> Set problem
Collect every line in the data below that contains the string "orange". Case counts.

============

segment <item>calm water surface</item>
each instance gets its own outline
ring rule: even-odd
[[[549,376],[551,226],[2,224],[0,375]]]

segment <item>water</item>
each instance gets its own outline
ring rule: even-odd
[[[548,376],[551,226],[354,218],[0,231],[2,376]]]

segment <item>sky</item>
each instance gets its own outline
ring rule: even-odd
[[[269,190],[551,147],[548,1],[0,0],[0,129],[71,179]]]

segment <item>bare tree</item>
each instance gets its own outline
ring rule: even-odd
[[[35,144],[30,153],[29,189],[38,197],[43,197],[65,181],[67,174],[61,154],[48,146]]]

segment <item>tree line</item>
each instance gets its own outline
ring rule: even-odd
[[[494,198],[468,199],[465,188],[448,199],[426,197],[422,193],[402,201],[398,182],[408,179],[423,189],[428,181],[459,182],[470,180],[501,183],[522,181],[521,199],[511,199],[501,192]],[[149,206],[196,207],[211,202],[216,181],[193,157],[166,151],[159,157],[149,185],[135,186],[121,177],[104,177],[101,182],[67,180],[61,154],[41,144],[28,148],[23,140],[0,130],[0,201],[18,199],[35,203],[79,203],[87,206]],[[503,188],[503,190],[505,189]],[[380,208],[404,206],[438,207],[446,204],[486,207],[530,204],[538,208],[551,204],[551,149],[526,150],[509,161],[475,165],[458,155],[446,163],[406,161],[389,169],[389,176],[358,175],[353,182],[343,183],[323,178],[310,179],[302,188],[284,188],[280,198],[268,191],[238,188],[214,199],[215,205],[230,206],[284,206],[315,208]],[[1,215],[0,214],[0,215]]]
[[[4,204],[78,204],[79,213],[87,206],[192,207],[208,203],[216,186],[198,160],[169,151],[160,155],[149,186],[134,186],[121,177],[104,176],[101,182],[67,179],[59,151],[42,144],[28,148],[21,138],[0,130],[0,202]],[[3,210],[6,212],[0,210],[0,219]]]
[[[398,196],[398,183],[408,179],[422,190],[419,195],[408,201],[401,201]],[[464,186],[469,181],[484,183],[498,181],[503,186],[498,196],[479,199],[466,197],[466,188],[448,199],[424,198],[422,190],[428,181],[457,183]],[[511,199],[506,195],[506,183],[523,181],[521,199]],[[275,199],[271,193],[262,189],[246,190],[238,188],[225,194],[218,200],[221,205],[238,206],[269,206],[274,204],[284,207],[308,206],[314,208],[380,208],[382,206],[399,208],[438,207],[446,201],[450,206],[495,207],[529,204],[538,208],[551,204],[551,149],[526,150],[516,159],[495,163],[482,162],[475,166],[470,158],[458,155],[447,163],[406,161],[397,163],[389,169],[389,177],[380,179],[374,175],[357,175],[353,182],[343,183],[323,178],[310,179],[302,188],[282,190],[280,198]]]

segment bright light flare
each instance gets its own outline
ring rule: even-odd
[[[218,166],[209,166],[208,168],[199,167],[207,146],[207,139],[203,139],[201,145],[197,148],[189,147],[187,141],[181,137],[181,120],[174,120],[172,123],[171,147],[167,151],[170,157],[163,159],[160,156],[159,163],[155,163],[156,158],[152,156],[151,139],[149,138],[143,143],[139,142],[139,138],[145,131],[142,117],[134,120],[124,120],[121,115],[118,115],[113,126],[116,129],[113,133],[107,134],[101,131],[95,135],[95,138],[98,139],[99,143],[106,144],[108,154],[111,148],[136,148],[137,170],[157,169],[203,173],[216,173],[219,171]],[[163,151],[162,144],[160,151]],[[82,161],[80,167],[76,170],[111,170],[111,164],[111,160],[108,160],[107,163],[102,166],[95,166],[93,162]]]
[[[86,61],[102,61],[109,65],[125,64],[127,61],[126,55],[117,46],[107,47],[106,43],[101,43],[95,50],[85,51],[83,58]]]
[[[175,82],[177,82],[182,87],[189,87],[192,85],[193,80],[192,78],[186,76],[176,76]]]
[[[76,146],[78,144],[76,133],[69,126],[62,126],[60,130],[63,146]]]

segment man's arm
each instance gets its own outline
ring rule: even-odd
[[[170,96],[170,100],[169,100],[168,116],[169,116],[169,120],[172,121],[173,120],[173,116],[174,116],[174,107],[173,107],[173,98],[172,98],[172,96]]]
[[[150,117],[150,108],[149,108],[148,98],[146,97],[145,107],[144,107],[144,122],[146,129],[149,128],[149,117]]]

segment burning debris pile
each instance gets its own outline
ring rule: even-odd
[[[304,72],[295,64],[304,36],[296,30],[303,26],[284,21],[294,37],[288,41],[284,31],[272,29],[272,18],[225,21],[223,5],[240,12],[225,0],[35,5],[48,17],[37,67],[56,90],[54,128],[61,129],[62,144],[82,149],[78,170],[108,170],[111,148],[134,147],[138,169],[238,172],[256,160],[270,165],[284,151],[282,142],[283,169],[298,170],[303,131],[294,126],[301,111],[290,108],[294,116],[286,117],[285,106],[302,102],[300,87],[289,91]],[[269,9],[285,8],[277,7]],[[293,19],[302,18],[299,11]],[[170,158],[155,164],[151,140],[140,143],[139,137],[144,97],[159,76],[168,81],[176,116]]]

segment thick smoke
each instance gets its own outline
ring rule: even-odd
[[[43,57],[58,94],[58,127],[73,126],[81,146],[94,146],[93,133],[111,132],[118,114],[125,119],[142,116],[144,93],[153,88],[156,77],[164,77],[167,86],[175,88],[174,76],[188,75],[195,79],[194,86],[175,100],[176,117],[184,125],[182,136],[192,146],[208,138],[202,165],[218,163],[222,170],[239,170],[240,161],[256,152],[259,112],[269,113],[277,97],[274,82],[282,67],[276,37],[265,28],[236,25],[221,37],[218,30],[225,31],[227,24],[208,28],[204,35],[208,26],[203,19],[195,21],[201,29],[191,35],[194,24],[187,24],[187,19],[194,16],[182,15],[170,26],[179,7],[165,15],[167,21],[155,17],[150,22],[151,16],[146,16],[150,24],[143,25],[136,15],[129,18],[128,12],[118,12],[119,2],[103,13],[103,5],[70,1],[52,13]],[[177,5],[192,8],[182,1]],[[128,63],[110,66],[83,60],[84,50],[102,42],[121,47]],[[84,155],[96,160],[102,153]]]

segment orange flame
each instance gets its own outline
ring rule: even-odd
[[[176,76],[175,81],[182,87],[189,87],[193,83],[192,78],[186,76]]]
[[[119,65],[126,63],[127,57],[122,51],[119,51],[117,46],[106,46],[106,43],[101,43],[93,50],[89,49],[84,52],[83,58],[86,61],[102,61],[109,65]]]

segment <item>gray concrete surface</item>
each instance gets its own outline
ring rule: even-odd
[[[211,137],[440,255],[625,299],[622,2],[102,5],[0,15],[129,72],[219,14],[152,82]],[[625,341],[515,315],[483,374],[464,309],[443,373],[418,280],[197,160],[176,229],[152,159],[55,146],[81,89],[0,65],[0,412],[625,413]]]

============

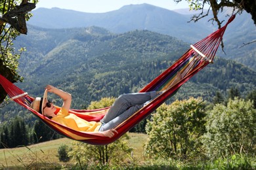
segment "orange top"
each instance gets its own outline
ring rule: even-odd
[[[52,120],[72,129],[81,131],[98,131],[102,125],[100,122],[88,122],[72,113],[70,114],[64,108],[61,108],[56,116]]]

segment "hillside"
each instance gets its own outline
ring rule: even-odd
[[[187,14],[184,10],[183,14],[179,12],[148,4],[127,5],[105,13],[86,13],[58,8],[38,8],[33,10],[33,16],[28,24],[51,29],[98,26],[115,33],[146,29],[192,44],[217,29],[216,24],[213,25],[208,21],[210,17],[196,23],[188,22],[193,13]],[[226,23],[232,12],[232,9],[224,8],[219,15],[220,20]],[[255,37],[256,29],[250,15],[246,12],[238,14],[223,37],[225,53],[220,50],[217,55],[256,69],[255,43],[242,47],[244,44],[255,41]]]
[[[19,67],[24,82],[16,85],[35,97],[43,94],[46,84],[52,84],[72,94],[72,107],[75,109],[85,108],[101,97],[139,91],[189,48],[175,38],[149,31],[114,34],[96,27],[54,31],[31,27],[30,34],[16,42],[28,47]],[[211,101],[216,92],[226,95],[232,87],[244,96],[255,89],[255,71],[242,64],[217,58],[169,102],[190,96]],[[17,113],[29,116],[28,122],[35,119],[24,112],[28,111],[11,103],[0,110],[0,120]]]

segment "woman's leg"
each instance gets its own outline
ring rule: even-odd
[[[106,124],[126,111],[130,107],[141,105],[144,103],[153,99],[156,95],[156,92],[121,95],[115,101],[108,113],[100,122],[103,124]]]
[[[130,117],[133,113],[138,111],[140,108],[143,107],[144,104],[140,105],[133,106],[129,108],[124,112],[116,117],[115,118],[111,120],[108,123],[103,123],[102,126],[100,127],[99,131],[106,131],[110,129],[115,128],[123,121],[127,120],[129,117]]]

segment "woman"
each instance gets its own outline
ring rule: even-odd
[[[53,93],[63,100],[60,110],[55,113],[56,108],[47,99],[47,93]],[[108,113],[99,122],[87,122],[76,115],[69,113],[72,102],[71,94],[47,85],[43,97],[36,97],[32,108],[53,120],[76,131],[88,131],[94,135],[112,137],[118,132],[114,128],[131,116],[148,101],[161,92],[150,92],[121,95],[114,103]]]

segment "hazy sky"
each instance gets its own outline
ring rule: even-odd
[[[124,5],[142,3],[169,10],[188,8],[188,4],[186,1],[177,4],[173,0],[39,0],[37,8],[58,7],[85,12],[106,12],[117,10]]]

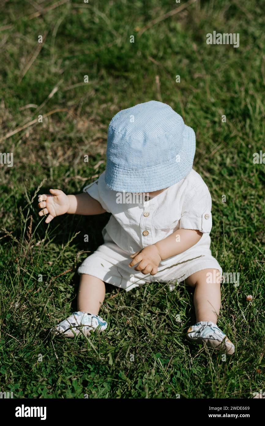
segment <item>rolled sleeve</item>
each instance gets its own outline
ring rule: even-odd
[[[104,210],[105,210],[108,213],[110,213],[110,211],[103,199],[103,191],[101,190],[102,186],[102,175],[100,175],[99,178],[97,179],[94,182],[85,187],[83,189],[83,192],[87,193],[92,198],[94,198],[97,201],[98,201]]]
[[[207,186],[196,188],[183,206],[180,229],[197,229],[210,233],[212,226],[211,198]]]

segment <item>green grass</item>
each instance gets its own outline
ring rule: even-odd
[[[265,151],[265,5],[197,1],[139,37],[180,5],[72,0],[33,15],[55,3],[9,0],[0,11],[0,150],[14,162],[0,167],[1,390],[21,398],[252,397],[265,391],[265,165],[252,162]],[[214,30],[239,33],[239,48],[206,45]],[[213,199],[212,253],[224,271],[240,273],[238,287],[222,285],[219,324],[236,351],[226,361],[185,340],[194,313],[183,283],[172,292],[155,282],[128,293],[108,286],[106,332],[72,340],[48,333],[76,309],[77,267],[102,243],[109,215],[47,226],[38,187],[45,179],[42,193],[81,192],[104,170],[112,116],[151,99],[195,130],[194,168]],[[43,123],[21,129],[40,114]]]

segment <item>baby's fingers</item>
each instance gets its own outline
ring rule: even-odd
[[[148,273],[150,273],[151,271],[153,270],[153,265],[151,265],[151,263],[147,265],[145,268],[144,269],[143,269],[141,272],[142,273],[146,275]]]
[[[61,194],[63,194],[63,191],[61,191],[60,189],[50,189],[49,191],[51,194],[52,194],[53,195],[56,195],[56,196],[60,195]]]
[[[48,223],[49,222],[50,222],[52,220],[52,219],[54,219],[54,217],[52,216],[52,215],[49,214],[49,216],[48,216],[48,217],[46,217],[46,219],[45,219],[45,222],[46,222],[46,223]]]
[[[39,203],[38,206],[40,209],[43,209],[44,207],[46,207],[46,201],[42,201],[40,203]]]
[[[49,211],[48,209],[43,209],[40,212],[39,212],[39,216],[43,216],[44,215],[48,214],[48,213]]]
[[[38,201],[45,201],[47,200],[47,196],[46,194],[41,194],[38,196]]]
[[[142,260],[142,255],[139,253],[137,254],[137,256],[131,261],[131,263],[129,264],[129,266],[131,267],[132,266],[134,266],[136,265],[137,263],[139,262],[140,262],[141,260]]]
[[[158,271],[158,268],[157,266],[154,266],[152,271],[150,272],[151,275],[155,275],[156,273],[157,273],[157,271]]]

============

> Final answer
segment orange flame
segment "orange top"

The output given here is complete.